Records from a collection:
◆ ◆ ◆ ◆ ◆
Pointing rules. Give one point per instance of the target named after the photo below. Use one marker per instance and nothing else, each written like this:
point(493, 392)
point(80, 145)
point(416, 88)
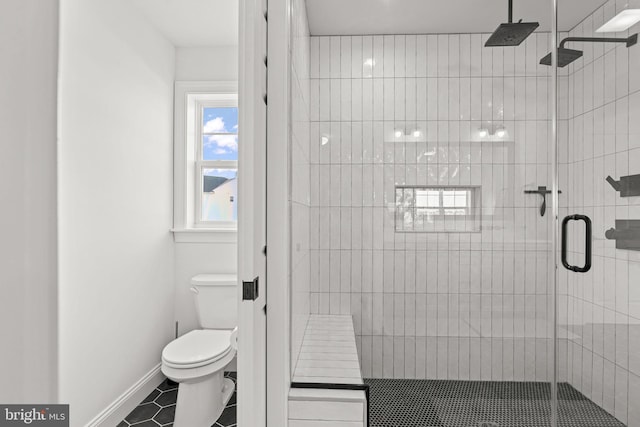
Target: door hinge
point(250, 290)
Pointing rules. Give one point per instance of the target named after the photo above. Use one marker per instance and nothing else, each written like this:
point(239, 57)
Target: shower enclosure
point(474, 207)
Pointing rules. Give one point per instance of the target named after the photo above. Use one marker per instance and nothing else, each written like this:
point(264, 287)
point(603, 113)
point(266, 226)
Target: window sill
point(204, 235)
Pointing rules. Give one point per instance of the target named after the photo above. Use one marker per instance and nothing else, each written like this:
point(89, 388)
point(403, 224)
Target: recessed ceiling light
point(621, 22)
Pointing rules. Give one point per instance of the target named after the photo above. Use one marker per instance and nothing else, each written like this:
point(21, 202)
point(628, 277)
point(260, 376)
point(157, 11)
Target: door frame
point(278, 175)
point(278, 213)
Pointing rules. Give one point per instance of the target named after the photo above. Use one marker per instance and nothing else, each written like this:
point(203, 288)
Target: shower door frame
point(554, 208)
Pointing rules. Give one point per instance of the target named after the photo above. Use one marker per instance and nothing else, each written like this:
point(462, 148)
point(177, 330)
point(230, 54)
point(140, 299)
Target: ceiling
point(194, 23)
point(349, 17)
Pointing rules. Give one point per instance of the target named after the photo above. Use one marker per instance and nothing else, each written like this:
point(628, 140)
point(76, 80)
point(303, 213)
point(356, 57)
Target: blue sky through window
point(220, 128)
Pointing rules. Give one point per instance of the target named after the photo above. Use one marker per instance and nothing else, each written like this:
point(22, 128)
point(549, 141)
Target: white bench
point(326, 367)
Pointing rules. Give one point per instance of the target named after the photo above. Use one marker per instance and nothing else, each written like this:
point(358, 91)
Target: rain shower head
point(567, 56)
point(511, 34)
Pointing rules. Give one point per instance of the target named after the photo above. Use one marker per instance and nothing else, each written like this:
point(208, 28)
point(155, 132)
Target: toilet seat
point(197, 348)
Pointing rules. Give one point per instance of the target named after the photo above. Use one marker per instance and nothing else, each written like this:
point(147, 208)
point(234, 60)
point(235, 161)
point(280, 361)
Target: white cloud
point(223, 141)
point(215, 125)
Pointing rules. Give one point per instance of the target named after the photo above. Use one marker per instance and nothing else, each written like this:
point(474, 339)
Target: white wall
point(28, 254)
point(600, 136)
point(299, 197)
point(202, 64)
point(432, 305)
point(115, 202)
point(207, 63)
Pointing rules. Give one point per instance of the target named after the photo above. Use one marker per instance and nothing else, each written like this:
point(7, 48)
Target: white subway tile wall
point(407, 110)
point(299, 198)
point(600, 136)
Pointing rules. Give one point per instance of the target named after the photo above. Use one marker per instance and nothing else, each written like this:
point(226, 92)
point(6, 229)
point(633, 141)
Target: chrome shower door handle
point(587, 246)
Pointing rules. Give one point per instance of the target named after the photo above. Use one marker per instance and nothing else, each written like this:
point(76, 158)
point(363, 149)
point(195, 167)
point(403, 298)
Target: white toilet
point(196, 360)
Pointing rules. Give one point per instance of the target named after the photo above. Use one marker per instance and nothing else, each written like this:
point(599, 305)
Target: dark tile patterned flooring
point(428, 403)
point(158, 409)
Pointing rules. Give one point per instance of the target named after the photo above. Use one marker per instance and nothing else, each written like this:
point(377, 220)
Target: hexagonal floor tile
point(158, 409)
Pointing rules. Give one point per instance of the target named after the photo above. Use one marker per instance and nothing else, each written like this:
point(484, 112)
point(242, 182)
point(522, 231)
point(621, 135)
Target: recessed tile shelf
point(437, 209)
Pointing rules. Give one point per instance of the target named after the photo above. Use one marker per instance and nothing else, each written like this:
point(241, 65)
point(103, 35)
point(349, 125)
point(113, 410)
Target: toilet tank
point(216, 298)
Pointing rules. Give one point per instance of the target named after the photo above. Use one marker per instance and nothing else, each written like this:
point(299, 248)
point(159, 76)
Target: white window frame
point(190, 99)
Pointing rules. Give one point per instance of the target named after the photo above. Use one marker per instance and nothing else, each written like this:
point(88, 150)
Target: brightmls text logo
point(34, 415)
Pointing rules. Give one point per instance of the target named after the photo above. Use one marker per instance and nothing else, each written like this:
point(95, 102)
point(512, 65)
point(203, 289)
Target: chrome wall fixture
point(628, 186)
point(543, 192)
point(567, 56)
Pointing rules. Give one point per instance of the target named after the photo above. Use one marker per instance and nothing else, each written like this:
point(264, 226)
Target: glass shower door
point(598, 162)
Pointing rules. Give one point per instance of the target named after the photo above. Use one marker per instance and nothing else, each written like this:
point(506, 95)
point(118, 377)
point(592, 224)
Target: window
point(437, 209)
point(205, 161)
point(217, 165)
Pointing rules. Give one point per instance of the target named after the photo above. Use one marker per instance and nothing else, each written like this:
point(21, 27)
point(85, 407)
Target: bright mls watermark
point(34, 415)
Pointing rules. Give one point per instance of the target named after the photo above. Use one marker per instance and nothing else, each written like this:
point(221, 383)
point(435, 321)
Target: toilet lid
point(198, 347)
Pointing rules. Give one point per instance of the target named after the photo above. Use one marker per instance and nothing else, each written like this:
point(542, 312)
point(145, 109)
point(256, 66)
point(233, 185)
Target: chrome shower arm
point(630, 41)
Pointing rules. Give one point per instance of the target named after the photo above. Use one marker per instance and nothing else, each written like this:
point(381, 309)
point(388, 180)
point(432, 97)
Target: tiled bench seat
point(328, 356)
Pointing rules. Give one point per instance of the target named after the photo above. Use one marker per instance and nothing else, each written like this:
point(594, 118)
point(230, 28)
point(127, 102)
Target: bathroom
point(422, 206)
point(431, 226)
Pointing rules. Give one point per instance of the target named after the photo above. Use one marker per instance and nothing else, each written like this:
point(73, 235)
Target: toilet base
point(200, 403)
◆ ◆ ◆ ◆ ◆
* Problem details
Can you edit the data above by replacing "Pointing rules" with "Pointing instructions" throughout and keeping everything else the same? Leave out the pictures.

* Written solution
Pointing instructions. Give one point per instance of the target named after the photo below. Use one marker per instance and nothing else, each written like this:
point(493, 392)
point(80, 145)
point(416, 88)
Target: door hinge
point(250, 290)
Pointing instructions. Give one point per instance of the target named after the photo above. Use one marker per instance and nothing else, each written like this:
point(239, 57)
Target: shower enclosure
point(474, 207)
Pointing instructions. Give one point per instance of the target named after the photo above. Use one marker per instance and nothing else, each written like this:
point(264, 287)
point(603, 113)
point(266, 226)
Target: window sill
point(204, 235)
Pointing instructions. Give one point per instance of the target named after the photo above. Use one marker per instance and nothing else, each written like this:
point(89, 388)
point(403, 224)
Target: recessed ceiling light
point(621, 22)
Pointing instructions. Give one point per instance of the target named after the photo above. Use one marker per instance and nothing else, each written like this:
point(21, 202)
point(628, 277)
point(260, 376)
point(157, 11)
Target: door frame
point(278, 175)
point(278, 213)
Pointing instructions. Give one point per instance of the target named after the photo above. Use one marker per instance and nothing else, each written like this:
point(203, 288)
Target: shower door frame
point(554, 208)
Pointing instructions. Give one point per instance of the target named after the photo above. Use one marker per instance and nothing else, each written like this:
point(462, 148)
point(177, 330)
point(230, 54)
point(140, 299)
Target: ceiling
point(194, 23)
point(349, 17)
Pointing instructions. Give one point per instance of the target named after the photo above. Use one marker per instance and nothing else, each written like this:
point(628, 140)
point(76, 80)
point(303, 213)
point(356, 57)
Target: blue sky through window
point(220, 128)
Pointing instructions. Give one point per instance of the target named after the photo above. Use one marker per instance and nothing else, each written like this:
point(22, 128)
point(549, 141)
Target: white bench
point(326, 367)
Pointing instructions. Give one point per instance of the target named after the photo above. Use one marker per instance and nothing else, each written like this:
point(358, 91)
Target: rain shower head
point(567, 56)
point(511, 34)
Pointing instructions. Give one point per instance of the target named after the photo above. Use one marker per instance and nothing else, each written like this:
point(208, 28)
point(155, 132)
Target: toilet seat
point(197, 348)
Pointing instructions. Give one point per instance of the target named after the photo above. Use one marker per instance and nothing else, each written like this:
point(147, 208)
point(234, 60)
point(235, 161)
point(280, 361)
Target: white cloud
point(223, 141)
point(215, 125)
Pointing instructions. Give one point per instance of the target named after the photo above. Use one marker per instance and nothing else, each written like this:
point(474, 339)
Target: white wall
point(28, 254)
point(600, 136)
point(299, 197)
point(202, 64)
point(432, 305)
point(115, 202)
point(207, 63)
Pointing instructions. Give one point per instance of the target named after the photo above. Use one marker per instance and nothing else, each written like this:
point(7, 48)
Target: white subway tile wall
point(407, 110)
point(299, 198)
point(600, 136)
Pointing instructions. Give one point per instance of the target named after the photo above. Use one marker per instance and nothing else, each written like this:
point(226, 92)
point(6, 229)
point(633, 141)
Target: chrome shower door handle
point(587, 246)
Pointing instructions. Give one point per instance of the target named after the photo above. Use one marker per instance and nothing else, each written like this:
point(76, 158)
point(363, 149)
point(195, 167)
point(403, 298)
Target: white toilet
point(196, 360)
Pointing instructions. Give one point per instance of the target named after the photo above. Use one marker per instance and nothing else, each written like this:
point(599, 305)
Target: dark tile patterned flooring
point(428, 403)
point(158, 409)
Pointing instructions. Give one point per instance of the target named after the photo above. Use one marker per instance and nothing else, each written like this:
point(377, 220)
Target: hexagonal floor tile
point(158, 409)
Pointing instructions. Give one point per instance of the target named after the photo above. Use one marker per instance and nothing else, each written like this:
point(484, 112)
point(242, 182)
point(522, 231)
point(621, 135)
Target: recessed tile shelf
point(437, 209)
Pointing instructions. Give one point per instance of the target named after the photo above. Use one marker per instance and nothing else, each written like this:
point(241, 65)
point(103, 35)
point(349, 125)
point(113, 410)
Target: toilet tank
point(216, 298)
Pointing instructions. Give one point per instance of the target named after the photo above. Use one marker per instance and nothing else, each written like this:
point(299, 248)
point(159, 76)
Target: white window frame
point(190, 99)
Pointing instructions. Give one point per instance of the target named after the photo above. Use one marker per instance and nothing else, each written like this:
point(88, 150)
Target: brightmls text logo
point(34, 415)
Pointing instructions. Give one point per instance of the target named after the photo above. Use one marker per instance and nothing else, each written like this:
point(95, 102)
point(512, 65)
point(203, 289)
Target: chrome wall fixture
point(628, 186)
point(543, 192)
point(567, 56)
Pointing instructions. Give one point per instance of the target named after the photo above. Use one marker per instance and nothing else, each written like this:
point(264, 226)
Target: glass shower door
point(598, 162)
Pointing instructions. Give one point per instance of the target named after the photo above. Use one marker per instance and nothing else, each written like this:
point(506, 95)
point(118, 377)
point(592, 224)
Target: window
point(437, 209)
point(205, 161)
point(217, 165)
Pointing instructions. Give one point per instance of the target named after the photo above. Use one marker per instance and nothing else, each written like this:
point(21, 27)
point(85, 407)
Target: bright mls watermark
point(34, 415)
Pointing instructions. Give one point per instance of the target named after the photo above. Use one marker per instance and nothing else, each written like this:
point(221, 383)
point(435, 321)
Target: toilet lid
point(198, 347)
Pointing instructions. Give one point per instance of the target named after the photo above. Use one marker per instance and nothing else, each written like this:
point(542, 312)
point(145, 109)
point(256, 66)
point(233, 185)
Target: chrome shower arm
point(630, 41)
Pointing instructions. Give one point per instance of the target named after the photo above. Use one marker per instance and nothing else, each written like this:
point(381, 309)
point(388, 180)
point(432, 97)
Target: tiled bench seat
point(328, 356)
Pointing instructions. Give one point per instance of the target named after the photo above. Use one marker per instance and nothing else, each written like this:
point(594, 118)
point(230, 28)
point(127, 102)
Target: bathroom
point(422, 206)
point(431, 226)
Pointing instructions. Give one point per instance of the target named after the photo above. Use one marker per instance and nothing else, each written like this:
point(73, 235)
Target: toilet base
point(200, 403)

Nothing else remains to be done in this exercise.